_TEXTE_
++++++++

Le mérite du docteur Bertrand est, outre une parfaite sincérité, d’avoir, le premier ou l’un des premiers, su tenir un juste milieu vraiment philosophique entre les opinions extrêmes de ceux qui acceptaient sans contrôle le magnétisme animal avec tous ses miracles et de ceux qui rejetaient indistinctement avec le magnétisme les faits, incontestables et naturels quoique étonnants en apparence, du somnambulisme et de l’extase ; mérite d’autant plus grand qu’il avait tout d’abord abondé dans l’erreur. Toutefois on peut lui reprocher encore d’être trop peu sévère dans l’acceptation et dans l’explication de certains faits, même après avoir abjuré le magnétisme. Ces reproches s’adressent en particulier à son second ouvrage ; les excellentes quoique très-courtes considérations que renferme son petit traité de l’Extase donnent peut-être lieu de croire que, s’il eût vu le jour, son grand ouvrage les eût réduits à néant.

A. Bertrand a encore publié des Lettres sur les révolutions du globe, Paris, 1824, in-18, et des Lettres sur la physique, Paris, 1825, 2 vol. in-8, où il a essayé de vulgariser les découvertes de la science. Enfin il a rédigé pendant plusieurs années la partie scientifique du journal le Globe. A. L.

++++++++

_ENTRÉES FOURNIES_
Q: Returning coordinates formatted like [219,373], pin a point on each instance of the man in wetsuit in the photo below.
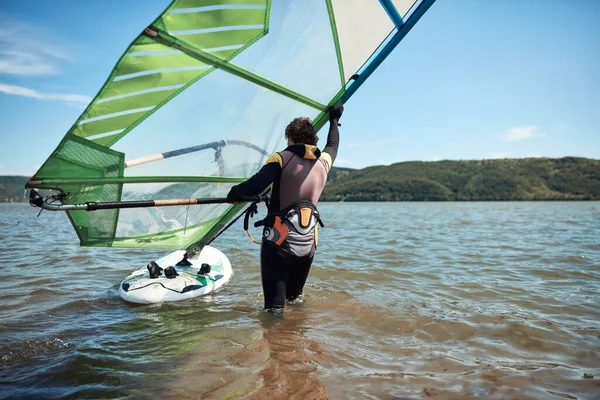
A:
[290,237]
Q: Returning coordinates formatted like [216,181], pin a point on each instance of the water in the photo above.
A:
[405,301]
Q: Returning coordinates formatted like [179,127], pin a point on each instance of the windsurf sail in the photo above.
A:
[201,98]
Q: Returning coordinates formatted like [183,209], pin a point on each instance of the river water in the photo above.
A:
[405,301]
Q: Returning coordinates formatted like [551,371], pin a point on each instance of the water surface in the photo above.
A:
[405,301]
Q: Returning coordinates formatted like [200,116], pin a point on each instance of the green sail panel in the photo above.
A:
[201,98]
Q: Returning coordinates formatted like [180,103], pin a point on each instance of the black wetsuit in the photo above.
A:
[297,173]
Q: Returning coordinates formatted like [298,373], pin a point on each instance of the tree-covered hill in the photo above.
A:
[567,178]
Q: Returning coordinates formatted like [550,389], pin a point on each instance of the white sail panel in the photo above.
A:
[361,26]
[403,6]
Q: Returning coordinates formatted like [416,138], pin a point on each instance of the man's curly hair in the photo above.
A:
[301,131]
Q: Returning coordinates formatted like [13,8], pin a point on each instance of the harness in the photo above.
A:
[294,230]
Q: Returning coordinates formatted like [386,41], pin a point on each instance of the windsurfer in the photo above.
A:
[290,237]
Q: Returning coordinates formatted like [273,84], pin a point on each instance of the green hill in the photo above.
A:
[567,178]
[12,188]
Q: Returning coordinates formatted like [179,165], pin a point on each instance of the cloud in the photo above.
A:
[519,133]
[74,99]
[28,50]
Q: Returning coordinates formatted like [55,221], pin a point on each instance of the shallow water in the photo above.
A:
[405,301]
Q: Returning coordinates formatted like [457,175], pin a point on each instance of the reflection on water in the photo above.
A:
[405,301]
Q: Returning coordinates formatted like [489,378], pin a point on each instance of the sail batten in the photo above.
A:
[201,98]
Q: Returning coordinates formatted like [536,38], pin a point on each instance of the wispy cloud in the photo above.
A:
[519,133]
[74,99]
[27,50]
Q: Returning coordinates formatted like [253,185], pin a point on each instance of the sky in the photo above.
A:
[474,79]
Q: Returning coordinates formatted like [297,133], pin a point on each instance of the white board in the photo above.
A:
[140,288]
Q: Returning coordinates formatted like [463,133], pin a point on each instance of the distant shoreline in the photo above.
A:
[526,179]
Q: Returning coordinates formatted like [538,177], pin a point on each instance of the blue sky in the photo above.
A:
[475,79]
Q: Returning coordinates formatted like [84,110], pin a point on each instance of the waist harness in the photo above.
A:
[295,230]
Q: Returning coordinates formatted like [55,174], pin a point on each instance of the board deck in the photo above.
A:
[138,287]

++++++++

_CONSIGNE_
Mettez à jour le texte sur le docteur Bertrand. Récrivez le passage qui commence aux mots « A. Bertrand a » et s'arrête après « Globe. A. L. », en y remplaçant « vulgariser » par « diffuser ».

_RÉSULTAT CI-DESSOUS_
A. Bertrand a encore publié des Lettres sur les révolutions du globe, Paris, 1824, in-18, et des Lettres sur la physique, Paris, 1825, 2 vol. in-8, où il a essayé de diffuser les découvertes de la science. Enfin il a rédigé pendant plusieurs années la partie scientifique du journal le Globe. A. L.